(Point annotation records)
• • • • •

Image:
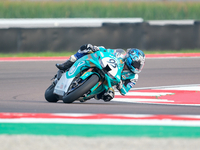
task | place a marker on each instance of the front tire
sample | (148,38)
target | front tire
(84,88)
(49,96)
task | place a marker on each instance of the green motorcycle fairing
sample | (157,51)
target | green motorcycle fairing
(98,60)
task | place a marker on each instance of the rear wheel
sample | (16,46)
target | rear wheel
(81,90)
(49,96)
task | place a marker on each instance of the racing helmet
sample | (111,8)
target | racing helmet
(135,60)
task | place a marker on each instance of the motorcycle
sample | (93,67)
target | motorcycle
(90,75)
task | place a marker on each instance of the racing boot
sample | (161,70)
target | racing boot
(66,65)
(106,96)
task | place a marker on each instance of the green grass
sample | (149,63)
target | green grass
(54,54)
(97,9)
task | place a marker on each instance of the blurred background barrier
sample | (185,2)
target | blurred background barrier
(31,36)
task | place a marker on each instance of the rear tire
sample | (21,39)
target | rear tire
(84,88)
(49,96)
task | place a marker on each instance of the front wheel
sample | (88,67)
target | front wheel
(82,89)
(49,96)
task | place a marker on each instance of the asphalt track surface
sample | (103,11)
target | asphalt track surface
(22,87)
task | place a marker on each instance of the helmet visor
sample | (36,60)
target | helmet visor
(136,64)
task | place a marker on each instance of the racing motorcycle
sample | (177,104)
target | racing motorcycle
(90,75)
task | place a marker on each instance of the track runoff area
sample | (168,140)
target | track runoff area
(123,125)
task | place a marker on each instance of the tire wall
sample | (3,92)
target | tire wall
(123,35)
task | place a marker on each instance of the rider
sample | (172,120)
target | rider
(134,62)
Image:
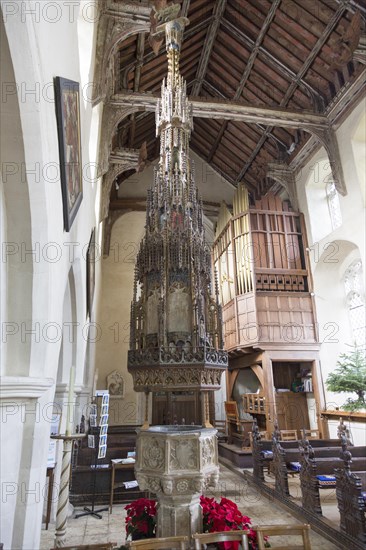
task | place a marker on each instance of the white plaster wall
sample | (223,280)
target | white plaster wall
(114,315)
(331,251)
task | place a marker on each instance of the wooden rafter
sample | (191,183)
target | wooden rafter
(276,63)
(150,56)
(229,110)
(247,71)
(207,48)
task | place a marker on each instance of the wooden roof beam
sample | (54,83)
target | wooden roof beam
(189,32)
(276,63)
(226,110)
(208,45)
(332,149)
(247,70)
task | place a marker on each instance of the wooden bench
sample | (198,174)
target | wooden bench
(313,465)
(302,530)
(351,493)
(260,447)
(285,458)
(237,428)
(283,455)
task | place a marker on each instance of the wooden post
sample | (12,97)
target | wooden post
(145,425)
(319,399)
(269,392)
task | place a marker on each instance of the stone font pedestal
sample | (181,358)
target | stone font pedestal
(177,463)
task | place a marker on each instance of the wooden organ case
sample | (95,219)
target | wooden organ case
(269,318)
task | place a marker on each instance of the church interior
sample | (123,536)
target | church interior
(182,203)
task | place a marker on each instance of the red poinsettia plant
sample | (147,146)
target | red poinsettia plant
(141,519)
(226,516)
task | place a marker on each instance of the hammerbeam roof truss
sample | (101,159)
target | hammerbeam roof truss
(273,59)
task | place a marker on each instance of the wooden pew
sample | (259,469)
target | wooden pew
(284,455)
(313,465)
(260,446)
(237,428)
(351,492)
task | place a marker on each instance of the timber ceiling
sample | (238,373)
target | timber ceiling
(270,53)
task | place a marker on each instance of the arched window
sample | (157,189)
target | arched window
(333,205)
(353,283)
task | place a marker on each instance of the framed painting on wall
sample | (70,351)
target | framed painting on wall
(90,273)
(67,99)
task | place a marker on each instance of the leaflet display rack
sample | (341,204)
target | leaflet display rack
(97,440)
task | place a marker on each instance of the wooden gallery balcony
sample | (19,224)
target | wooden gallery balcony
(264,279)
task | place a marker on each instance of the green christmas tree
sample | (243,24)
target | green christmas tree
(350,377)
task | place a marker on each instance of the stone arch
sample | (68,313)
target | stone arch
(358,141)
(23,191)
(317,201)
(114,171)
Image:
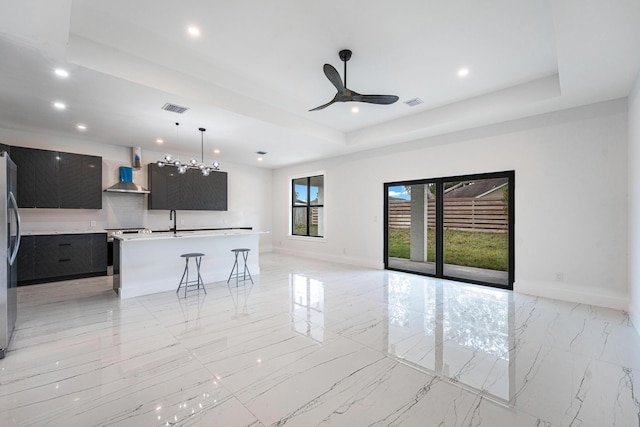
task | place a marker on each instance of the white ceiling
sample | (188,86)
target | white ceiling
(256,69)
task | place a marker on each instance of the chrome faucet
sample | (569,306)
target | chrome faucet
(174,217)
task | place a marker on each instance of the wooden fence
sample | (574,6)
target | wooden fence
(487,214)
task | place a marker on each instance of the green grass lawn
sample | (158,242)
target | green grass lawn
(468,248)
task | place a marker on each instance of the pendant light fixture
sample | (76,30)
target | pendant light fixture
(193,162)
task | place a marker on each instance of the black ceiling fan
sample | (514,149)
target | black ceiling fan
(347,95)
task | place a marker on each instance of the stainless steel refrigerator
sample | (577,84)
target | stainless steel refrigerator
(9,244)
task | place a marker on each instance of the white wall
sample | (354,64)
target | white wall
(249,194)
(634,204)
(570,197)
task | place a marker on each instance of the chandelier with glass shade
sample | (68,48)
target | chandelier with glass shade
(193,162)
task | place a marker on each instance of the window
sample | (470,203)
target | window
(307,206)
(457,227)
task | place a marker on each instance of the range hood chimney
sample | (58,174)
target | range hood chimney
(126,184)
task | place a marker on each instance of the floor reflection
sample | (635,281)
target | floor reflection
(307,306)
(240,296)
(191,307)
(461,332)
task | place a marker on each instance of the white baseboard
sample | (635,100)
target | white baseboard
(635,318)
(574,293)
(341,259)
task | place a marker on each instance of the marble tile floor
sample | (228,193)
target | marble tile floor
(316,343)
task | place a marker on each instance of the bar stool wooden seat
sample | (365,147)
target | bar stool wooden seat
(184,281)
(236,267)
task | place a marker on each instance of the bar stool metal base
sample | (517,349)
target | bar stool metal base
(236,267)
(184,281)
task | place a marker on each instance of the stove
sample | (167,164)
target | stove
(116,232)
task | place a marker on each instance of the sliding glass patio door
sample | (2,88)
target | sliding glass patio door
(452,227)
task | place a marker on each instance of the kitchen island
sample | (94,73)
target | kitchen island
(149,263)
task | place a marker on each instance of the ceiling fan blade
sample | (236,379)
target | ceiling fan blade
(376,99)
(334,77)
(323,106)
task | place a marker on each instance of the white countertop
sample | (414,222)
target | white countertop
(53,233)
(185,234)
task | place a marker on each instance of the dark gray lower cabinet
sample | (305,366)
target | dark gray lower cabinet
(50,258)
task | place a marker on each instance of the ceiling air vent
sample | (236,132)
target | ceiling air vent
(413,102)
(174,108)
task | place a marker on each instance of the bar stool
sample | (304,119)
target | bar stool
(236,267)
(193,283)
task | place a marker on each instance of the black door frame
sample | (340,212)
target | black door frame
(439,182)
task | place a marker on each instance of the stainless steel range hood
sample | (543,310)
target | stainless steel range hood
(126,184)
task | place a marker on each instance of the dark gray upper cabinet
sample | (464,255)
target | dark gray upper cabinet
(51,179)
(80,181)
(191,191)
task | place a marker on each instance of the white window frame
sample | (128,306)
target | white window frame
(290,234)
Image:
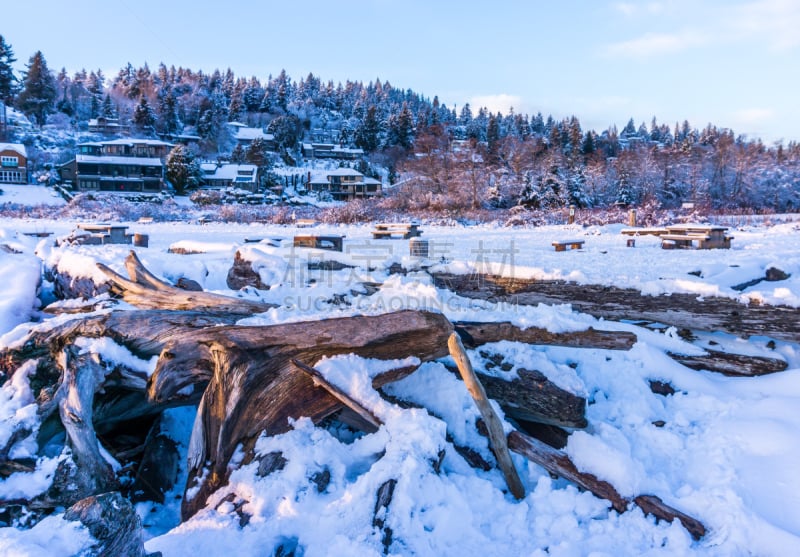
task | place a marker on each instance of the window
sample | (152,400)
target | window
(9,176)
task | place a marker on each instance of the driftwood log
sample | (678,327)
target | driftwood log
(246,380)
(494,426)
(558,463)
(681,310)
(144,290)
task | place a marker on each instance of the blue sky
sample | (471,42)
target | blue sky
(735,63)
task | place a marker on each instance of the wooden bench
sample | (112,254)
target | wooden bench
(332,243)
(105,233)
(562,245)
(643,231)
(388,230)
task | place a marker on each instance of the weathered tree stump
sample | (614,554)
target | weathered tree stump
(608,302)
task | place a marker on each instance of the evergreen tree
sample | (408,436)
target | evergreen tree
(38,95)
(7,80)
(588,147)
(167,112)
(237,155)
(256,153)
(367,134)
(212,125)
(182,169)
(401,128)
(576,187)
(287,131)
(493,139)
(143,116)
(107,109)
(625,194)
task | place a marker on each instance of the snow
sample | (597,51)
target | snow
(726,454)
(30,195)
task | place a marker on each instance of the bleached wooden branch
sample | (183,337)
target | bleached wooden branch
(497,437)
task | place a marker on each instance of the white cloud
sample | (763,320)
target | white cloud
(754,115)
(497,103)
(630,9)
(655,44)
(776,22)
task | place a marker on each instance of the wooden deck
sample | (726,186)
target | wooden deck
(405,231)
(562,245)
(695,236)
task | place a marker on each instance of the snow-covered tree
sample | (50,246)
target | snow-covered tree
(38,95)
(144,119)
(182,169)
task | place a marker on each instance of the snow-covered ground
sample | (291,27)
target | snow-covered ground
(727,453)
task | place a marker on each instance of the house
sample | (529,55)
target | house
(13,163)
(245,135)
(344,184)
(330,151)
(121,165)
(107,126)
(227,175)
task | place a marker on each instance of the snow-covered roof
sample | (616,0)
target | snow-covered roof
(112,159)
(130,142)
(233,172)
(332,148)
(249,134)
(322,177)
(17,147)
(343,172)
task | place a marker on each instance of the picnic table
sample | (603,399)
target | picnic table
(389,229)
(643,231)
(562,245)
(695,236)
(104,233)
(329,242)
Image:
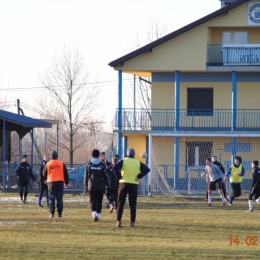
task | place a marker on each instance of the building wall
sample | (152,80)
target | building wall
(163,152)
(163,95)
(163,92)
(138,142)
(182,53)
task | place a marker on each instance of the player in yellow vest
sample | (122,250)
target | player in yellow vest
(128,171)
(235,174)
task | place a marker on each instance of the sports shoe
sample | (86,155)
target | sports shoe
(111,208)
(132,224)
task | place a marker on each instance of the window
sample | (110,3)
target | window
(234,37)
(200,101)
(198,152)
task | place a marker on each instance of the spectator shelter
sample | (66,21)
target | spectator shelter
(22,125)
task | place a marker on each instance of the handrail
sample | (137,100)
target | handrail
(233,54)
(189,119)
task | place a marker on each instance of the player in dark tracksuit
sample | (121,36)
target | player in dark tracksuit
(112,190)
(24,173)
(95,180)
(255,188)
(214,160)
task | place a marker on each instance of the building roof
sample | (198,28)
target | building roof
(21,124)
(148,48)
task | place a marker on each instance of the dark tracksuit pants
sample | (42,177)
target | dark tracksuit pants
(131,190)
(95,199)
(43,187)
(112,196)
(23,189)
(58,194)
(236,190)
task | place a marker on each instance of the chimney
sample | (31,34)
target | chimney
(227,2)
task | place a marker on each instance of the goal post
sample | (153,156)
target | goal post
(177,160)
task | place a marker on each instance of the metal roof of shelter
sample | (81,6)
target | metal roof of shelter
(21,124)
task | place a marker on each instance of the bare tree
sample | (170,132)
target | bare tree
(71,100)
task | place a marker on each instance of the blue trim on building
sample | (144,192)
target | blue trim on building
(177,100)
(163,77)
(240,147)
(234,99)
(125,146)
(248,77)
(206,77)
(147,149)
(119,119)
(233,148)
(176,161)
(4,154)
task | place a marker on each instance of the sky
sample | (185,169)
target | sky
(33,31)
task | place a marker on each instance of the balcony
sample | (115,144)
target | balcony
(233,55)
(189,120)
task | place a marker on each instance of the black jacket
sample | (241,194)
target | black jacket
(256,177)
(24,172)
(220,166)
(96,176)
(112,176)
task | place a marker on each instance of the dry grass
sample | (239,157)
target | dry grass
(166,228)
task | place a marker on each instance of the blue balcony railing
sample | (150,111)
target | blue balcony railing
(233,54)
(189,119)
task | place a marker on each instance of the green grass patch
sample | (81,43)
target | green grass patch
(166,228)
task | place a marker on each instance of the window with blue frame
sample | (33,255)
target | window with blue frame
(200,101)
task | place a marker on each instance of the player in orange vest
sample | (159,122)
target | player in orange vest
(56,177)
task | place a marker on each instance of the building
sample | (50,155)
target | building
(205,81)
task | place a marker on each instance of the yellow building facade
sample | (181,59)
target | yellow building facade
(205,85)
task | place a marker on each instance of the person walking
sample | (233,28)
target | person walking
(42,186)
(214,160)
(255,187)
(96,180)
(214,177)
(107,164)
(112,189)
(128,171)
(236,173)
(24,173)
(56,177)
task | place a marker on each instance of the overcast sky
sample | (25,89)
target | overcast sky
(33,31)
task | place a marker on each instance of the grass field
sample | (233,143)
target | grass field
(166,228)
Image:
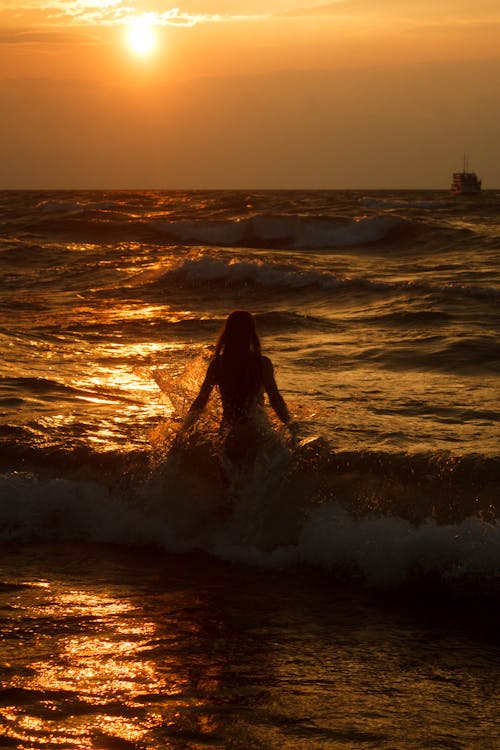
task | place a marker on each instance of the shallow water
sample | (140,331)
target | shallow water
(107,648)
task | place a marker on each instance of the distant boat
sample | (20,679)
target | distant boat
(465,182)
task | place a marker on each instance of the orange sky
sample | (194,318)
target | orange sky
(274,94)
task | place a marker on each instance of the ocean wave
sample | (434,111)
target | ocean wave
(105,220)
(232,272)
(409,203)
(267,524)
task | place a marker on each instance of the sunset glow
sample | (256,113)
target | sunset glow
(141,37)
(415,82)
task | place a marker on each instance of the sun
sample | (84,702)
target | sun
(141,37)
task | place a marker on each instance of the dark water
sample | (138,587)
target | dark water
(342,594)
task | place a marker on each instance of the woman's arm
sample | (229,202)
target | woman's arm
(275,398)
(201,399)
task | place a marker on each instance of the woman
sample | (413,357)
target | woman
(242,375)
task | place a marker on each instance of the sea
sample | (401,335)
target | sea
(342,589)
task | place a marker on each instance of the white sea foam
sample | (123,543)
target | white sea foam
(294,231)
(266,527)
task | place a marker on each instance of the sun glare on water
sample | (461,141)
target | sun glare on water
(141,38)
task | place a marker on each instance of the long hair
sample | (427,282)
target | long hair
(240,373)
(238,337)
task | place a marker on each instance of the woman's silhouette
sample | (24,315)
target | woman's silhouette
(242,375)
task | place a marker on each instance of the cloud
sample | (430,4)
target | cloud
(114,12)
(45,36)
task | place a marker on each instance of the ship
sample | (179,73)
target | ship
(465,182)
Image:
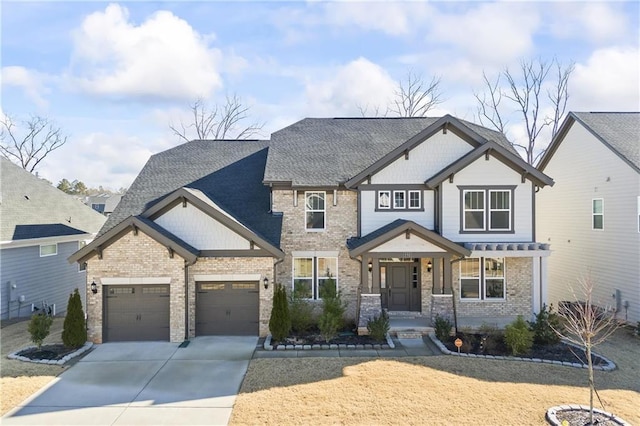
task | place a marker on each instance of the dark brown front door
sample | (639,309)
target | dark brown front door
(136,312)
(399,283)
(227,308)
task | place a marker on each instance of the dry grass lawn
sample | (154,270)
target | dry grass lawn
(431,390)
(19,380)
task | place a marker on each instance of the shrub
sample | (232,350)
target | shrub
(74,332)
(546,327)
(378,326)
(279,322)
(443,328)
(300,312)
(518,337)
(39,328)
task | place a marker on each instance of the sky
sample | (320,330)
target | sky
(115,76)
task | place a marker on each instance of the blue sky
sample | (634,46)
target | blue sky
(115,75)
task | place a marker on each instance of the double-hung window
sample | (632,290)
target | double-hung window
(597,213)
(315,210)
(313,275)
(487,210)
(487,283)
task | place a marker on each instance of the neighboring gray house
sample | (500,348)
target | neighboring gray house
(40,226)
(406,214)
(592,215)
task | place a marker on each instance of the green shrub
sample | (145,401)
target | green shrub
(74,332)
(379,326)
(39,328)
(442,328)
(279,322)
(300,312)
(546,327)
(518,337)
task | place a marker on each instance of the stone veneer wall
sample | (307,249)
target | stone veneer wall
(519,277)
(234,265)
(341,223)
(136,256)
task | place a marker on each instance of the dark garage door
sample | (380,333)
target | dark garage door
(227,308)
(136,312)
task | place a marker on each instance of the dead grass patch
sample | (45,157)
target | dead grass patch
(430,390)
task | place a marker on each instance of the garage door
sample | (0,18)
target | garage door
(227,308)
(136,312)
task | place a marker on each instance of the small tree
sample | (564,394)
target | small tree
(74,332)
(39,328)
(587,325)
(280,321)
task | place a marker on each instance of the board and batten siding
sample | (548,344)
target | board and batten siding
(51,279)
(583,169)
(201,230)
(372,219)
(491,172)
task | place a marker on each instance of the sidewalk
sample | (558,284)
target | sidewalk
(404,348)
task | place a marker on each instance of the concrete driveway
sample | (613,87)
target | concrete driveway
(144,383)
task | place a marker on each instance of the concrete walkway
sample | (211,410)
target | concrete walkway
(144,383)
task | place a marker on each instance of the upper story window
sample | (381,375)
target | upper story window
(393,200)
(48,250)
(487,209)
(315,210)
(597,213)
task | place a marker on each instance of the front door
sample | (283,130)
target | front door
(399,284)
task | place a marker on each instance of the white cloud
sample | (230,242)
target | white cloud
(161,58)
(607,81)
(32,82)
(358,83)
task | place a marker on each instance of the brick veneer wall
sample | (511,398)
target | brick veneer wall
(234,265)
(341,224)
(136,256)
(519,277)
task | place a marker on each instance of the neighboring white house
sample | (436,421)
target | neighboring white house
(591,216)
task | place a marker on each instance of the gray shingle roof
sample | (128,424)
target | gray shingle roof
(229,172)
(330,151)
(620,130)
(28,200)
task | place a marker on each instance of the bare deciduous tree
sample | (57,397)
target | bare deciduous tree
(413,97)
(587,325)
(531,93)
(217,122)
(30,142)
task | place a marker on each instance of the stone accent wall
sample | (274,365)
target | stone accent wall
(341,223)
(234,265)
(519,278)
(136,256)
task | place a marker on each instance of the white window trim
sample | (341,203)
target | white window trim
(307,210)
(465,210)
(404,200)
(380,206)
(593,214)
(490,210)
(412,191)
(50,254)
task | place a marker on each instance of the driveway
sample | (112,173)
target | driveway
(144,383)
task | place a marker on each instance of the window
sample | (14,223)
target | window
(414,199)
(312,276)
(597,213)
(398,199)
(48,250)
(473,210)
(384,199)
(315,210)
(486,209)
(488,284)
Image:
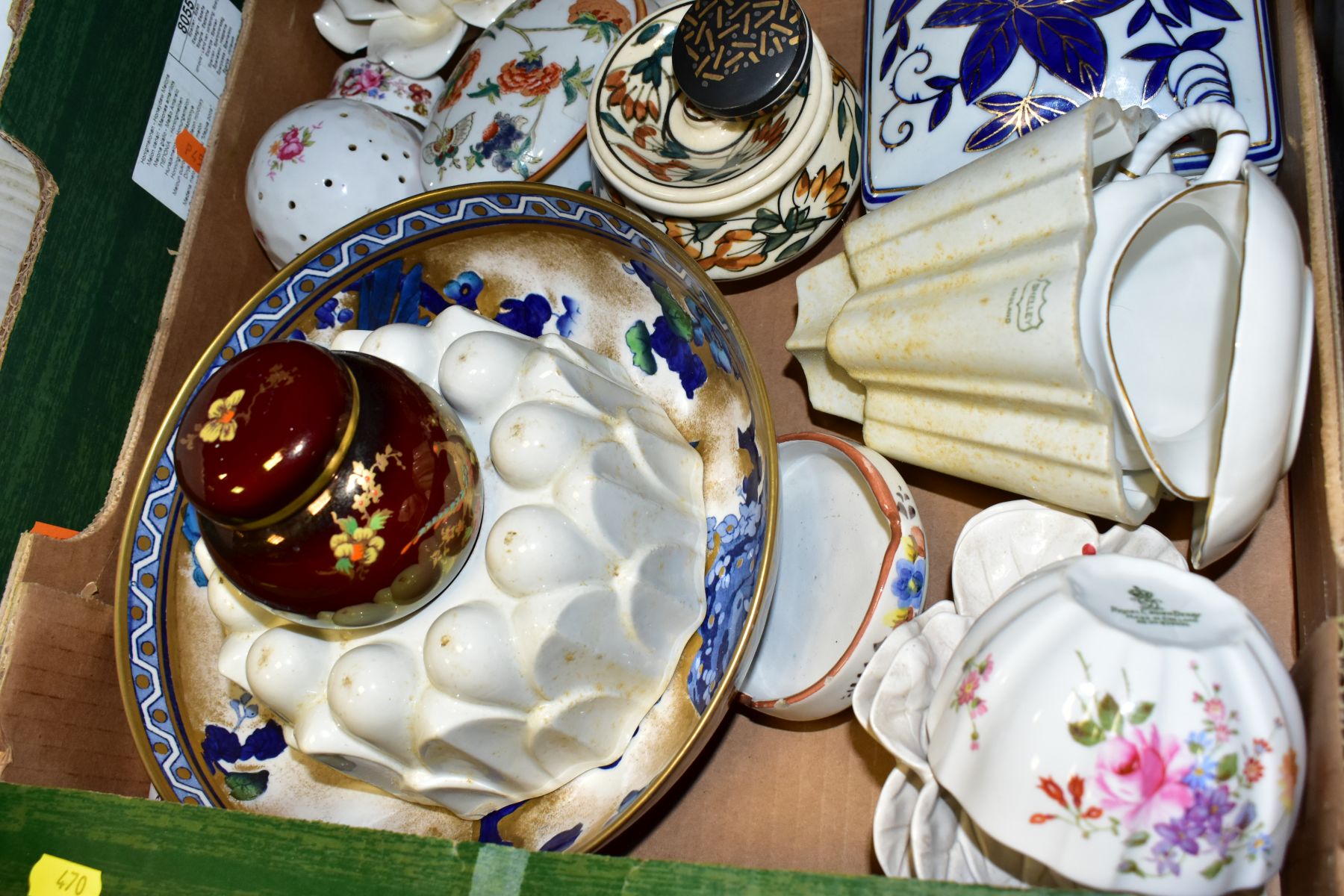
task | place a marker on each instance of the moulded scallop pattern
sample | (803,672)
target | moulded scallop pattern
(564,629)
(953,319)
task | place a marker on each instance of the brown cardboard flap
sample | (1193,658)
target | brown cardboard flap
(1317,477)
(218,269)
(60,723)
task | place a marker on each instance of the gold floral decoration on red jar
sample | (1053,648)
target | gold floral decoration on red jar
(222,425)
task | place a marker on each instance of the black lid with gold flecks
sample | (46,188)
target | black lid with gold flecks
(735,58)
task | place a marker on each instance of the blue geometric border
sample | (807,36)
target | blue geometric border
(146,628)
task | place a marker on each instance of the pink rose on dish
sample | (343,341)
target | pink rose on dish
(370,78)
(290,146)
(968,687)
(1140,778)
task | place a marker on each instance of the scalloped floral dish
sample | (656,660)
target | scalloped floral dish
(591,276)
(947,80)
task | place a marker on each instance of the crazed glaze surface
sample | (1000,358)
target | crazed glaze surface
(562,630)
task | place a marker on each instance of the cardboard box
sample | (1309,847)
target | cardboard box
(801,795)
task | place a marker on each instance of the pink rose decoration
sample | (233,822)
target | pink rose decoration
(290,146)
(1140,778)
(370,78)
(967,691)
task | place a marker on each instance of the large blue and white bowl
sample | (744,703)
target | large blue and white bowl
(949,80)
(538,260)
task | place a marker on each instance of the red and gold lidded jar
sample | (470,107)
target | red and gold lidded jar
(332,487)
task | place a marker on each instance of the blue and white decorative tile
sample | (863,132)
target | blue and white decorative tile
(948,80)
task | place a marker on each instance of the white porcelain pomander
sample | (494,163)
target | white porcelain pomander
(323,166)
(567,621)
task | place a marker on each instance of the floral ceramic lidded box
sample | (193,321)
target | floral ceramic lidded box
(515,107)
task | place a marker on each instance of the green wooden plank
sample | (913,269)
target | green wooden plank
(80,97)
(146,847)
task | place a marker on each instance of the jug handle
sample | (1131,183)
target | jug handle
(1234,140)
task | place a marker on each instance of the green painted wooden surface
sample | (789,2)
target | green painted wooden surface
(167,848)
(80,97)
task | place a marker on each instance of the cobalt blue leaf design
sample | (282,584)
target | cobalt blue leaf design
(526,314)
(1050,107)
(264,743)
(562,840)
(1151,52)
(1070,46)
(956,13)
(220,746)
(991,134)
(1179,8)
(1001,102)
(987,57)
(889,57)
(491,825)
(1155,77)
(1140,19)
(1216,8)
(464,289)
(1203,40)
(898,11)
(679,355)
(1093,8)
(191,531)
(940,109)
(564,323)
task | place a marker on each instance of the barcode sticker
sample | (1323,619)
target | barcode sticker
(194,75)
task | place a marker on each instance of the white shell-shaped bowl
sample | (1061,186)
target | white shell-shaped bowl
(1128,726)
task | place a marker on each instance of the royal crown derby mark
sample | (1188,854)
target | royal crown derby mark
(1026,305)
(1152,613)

• • • • •

Given request: Exactly as written, give again every line from the one containing "task | place a marker on each instance of the jug" through the last line of the material above, and no other lines.

Solution for this problem:
task | place a marker on each instance of the jug handle
sample | (1131,183)
target | jug handle
(1234,140)
task | place a marker on each instance of the green painted wooden surface
sample | (789,2)
target | green painted wooden surface
(167,848)
(80,97)
task | place a marker on each instance of the cobalt blue leaf design
sample | (282,584)
target | cobalt blue leaf design
(526,314)
(1050,107)
(264,743)
(562,840)
(1151,52)
(1070,46)
(956,13)
(220,746)
(991,134)
(1179,8)
(1001,102)
(987,57)
(889,57)
(491,825)
(1155,77)
(1140,19)
(1216,8)
(464,289)
(1203,40)
(898,11)
(679,355)
(1093,8)
(191,531)
(940,109)
(564,323)
task | place a marker on each instance of the barcode sticker
sample | (1323,619)
target | barcode sticker
(194,75)
task | place a marker on each instance of the white shell-shaped bowl
sample | (1061,186)
target | white shell-shaped bowl
(1128,726)
task | place a marker on each instance of the royal crown derby mark
sample | (1188,854)
target | royal crown derby mark
(1026,305)
(1152,613)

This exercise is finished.